Short exercise 1: Reproduce everything in the Saint Eulalia piece from "Upon my initial" down to "for in horror.", unchanged.

Supplied text:
The Tragedy of Saint Eulalia

The grisly story of a young martyr who would be venerated as Barcelona’s patron saint

On another episode of “sick shit men do to young girls,” I’m going to tell you the story of Saint Eulalia, a pre-pubescent girl who was tortured and mutilated all in the name of “God'“.

Upon my initial investigation of Barcelona, I was immediately hooked on the idea of the Gothic Quarter. While described as not one of the best neighborhoods to stay in because it’s, well, old as fuck, and we all know old usually means dilapidated and dangerous, I was enthralled at the idea of staying in a neighborhood with 2000+ year old streets and buildings. If you’ve never heard me rant about ancient history and Roman ruins, just know that the idea of staying in the Gothic Quarter during my trip was an absolute panty dropper. More about that here. But the other draw was the Barcelona Cathedral. While not thousands of years old, it does have a few hundred years under it’s belt, and where it falls short in antiquity, it all but makes up for in horror.

Records for processing:

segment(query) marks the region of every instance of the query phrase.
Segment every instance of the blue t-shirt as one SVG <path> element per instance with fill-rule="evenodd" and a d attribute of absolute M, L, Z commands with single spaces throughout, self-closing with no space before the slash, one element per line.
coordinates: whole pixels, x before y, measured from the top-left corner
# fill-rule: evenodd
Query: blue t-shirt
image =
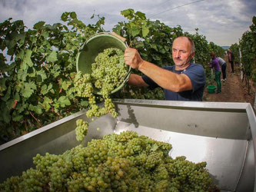
<path fill-rule="evenodd" d="M 176 71 L 175 65 L 166 66 L 163 68 L 176 74 L 185 74 L 188 76 L 192 84 L 192 90 L 178 93 L 164 89 L 166 100 L 200 101 L 203 100 L 203 94 L 205 85 L 205 74 L 204 69 L 201 65 L 191 63 L 186 69 L 181 71 Z M 160 87 L 152 79 L 145 74 L 142 75 L 142 79 L 149 85 L 150 89 Z"/>

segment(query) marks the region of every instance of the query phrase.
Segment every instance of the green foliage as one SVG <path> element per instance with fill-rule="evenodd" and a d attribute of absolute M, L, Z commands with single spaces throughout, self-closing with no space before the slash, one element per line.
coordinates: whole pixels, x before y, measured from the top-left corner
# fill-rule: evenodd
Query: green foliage
<path fill-rule="evenodd" d="M 256 16 L 252 18 L 250 29 L 243 34 L 239 45 L 234 44 L 231 46 L 235 58 L 240 58 L 239 48 L 241 49 L 241 61 L 237 59 L 235 62 L 242 63 L 243 80 L 245 80 L 248 94 L 251 91 L 250 79 L 256 82 Z"/>
<path fill-rule="evenodd" d="M 86 26 L 65 12 L 66 25 L 38 22 L 25 31 L 22 21 L 0 24 L 0 50 L 6 52 L 0 54 L 1 137 L 12 139 L 85 107 L 71 80 L 79 46 L 102 31 L 101 19 Z"/>
<path fill-rule="evenodd" d="M 230 50 L 231 51 L 231 52 L 234 54 L 234 63 L 235 64 L 240 64 L 241 63 L 239 48 L 240 48 L 240 46 L 237 43 L 233 44 L 230 47 Z"/>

Short exercise 2: Pull out every line in the rows that contains the string "evenodd", with case counting.

Correct answer 1:
Upon my initial investigation of Barcelona, I was immediately hooked on the idea of the Gothic Quarter. While described as not one of the best neighborhoods to stay in because it’s, well, old as fuck, and we all know old usually means dilapidated and dangerous, I was enthralled at the idea of staying in a neighborhood with 2000+ year old streets and buildings. If you’ve never heard me rant about ancient history and Roman ruins, just know that the idea of staying in the Gothic Quarter during my trip was an absolute panty dropper. More about that here. But the other draw was the Barcelona Cathedral. While not thousands of years old, it does have a few hundred years under it’s belt, and where it falls short in antiquity, it all but makes up for in horror.

Correct answer 2:
Segment every instance of the blue t-shirt as one SVG <path> element per instance with fill-rule="evenodd" and a d attribute of absolute M, L, Z commands with single spaces throughout, self-closing with no space before the slash, one element per line.
# fill-rule: evenodd
<path fill-rule="evenodd" d="M 176 71 L 175 65 L 166 66 L 163 68 L 176 74 L 185 74 L 188 76 L 192 84 L 192 90 L 178 93 L 164 89 L 166 100 L 200 101 L 203 100 L 203 94 L 205 85 L 205 74 L 204 69 L 201 65 L 191 63 L 186 69 L 181 71 Z M 160 87 L 152 79 L 145 74 L 142 75 L 142 79 L 149 85 L 150 89 Z"/>
Segment every instance of the green foliage as one SVG <path> element per instance with fill-rule="evenodd" and a d attribute of absolute M, L, Z commands with single spaces throughout, self-closing with no space before the slash, one element per line.
# fill-rule: evenodd
<path fill-rule="evenodd" d="M 256 16 L 252 18 L 250 29 L 243 34 L 239 45 L 234 44 L 231 46 L 235 58 L 240 58 L 239 48 L 241 49 L 241 61 L 237 59 L 235 62 L 242 63 L 243 80 L 245 80 L 248 94 L 251 91 L 250 79 L 256 82 Z"/>
<path fill-rule="evenodd" d="M 86 26 L 65 12 L 66 25 L 38 22 L 25 31 L 22 21 L 0 24 L 0 50 L 6 52 L 0 54 L 1 137 L 12 139 L 85 107 L 71 80 L 79 46 L 102 31 L 101 19 Z"/>
<path fill-rule="evenodd" d="M 230 50 L 231 51 L 231 52 L 234 54 L 234 63 L 235 64 L 240 64 L 241 63 L 239 48 L 240 48 L 240 46 L 237 43 L 233 44 L 230 47 Z"/>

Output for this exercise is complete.